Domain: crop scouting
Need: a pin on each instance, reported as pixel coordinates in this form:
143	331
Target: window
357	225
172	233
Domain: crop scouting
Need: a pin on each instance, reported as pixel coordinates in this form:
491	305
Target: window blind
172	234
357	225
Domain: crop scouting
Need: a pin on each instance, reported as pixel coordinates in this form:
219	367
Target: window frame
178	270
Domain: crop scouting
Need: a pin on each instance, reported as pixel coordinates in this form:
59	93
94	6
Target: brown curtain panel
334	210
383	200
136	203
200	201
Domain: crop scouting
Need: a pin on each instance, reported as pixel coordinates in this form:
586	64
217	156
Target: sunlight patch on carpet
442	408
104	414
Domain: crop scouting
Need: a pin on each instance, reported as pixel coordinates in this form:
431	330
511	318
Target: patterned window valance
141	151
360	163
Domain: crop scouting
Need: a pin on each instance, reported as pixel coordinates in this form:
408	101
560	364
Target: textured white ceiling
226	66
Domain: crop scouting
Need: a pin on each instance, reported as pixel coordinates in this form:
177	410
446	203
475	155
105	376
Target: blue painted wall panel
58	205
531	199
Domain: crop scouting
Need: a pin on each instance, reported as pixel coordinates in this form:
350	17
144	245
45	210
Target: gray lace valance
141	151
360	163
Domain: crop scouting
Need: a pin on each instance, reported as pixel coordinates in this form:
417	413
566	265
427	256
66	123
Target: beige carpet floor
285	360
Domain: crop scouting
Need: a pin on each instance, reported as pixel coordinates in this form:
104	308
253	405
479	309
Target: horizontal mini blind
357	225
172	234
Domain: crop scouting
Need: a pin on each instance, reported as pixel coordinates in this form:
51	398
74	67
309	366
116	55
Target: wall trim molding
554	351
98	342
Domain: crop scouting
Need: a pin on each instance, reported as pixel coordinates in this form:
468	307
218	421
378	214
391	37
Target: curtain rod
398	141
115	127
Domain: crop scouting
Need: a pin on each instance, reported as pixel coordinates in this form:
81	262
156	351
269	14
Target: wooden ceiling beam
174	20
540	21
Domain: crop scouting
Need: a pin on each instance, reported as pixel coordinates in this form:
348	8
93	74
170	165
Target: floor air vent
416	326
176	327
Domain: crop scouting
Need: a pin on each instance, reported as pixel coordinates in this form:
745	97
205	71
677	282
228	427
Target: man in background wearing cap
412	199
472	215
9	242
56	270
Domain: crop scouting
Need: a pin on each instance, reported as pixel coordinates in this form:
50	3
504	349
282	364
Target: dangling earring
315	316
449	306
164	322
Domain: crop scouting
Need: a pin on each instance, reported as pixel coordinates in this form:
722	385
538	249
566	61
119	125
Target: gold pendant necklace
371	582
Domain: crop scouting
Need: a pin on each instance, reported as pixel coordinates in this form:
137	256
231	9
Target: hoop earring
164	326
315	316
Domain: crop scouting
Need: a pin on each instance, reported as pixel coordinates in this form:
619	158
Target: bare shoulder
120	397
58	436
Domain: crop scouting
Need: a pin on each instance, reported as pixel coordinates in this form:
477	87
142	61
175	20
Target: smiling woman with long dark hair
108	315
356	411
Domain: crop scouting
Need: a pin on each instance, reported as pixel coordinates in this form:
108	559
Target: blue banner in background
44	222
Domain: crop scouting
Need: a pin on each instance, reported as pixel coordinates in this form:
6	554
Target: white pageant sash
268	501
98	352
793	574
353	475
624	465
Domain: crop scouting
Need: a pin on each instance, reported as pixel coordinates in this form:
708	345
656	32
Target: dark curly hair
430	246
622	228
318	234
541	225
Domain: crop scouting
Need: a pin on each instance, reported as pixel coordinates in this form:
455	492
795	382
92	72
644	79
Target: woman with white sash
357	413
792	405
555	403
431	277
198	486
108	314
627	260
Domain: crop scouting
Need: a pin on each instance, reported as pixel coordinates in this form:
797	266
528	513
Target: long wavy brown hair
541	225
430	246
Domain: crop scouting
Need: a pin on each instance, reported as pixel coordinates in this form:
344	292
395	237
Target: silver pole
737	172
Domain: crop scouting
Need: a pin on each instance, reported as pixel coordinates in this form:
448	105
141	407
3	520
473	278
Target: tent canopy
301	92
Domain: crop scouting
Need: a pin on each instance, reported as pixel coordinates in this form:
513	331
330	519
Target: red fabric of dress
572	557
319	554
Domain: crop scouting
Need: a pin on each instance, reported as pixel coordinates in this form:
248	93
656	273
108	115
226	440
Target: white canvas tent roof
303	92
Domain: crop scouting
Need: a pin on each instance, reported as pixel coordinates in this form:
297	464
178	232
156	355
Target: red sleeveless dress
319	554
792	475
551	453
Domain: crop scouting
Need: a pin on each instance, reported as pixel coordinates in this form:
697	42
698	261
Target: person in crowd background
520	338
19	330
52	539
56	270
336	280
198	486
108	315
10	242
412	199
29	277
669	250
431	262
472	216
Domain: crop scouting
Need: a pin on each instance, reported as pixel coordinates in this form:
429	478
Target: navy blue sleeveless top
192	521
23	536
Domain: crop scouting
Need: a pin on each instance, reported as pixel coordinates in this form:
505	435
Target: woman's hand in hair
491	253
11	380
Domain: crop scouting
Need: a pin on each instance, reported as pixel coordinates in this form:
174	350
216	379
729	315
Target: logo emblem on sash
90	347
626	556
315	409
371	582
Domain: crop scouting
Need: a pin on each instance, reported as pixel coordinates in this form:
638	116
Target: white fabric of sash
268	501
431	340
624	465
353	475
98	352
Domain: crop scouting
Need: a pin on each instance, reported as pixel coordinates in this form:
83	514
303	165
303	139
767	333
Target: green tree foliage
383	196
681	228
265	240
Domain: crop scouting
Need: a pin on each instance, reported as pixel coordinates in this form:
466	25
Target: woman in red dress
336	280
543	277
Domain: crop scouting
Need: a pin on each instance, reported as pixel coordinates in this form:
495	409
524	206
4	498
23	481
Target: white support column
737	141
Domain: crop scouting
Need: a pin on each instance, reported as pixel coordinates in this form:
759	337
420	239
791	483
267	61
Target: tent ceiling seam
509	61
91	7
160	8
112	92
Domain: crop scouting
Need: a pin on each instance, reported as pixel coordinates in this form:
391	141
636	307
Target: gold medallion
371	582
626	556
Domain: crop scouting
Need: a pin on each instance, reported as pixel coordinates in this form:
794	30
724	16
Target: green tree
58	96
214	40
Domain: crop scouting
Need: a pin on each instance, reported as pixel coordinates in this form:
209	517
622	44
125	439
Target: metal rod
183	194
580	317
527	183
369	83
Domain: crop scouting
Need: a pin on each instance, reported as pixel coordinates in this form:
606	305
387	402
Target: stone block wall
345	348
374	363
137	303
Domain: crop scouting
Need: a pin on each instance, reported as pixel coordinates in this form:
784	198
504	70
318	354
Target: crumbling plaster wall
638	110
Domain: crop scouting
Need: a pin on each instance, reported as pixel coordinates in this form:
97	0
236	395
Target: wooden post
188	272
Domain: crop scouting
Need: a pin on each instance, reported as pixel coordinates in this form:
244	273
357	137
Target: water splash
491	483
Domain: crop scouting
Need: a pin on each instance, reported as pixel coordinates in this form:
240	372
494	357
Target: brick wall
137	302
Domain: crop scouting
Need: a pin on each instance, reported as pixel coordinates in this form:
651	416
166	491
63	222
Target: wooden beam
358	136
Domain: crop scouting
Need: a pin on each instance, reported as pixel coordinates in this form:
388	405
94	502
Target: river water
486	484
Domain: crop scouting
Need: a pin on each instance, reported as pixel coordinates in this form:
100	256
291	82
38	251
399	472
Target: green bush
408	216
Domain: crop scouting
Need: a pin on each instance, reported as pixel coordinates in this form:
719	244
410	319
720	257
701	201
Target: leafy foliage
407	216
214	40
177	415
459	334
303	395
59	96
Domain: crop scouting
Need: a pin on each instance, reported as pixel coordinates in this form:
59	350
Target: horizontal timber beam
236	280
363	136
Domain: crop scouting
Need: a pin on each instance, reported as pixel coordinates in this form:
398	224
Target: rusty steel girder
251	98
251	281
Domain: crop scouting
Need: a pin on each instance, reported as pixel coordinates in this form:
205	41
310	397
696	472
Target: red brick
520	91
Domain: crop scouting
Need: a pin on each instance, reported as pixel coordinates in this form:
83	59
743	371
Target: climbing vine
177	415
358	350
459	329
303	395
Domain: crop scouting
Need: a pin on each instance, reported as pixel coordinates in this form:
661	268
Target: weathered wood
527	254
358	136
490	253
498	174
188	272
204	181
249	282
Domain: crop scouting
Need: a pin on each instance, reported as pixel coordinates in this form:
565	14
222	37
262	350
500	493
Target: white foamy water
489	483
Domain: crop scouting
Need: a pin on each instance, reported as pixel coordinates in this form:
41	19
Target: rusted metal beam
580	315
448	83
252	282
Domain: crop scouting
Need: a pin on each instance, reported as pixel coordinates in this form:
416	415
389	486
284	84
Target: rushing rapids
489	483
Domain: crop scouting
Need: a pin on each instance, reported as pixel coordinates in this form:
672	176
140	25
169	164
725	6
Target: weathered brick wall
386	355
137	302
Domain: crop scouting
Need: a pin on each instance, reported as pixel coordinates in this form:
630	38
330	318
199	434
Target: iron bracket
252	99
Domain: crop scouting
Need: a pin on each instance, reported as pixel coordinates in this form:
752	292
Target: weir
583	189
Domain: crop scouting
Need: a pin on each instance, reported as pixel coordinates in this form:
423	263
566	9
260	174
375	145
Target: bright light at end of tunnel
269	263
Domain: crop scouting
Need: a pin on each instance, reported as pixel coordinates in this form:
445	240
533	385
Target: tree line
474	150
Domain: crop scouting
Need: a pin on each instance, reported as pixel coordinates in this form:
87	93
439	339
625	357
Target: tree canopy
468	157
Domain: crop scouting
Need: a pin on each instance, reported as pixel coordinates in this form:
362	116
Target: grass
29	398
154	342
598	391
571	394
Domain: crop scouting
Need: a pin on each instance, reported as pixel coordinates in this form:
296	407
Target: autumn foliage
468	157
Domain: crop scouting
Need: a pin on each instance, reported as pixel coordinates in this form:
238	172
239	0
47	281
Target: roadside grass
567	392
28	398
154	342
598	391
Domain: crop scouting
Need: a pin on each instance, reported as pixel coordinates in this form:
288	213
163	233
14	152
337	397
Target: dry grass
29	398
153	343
● ● ●
> **INSTRUCTIONS FOR THE TASK**
Locate each line in the rows above that contains the string "green" and copy those lines.

> **RESPONSE BELOW**
Target: green tree foliage
Target: green tree
Target: green bush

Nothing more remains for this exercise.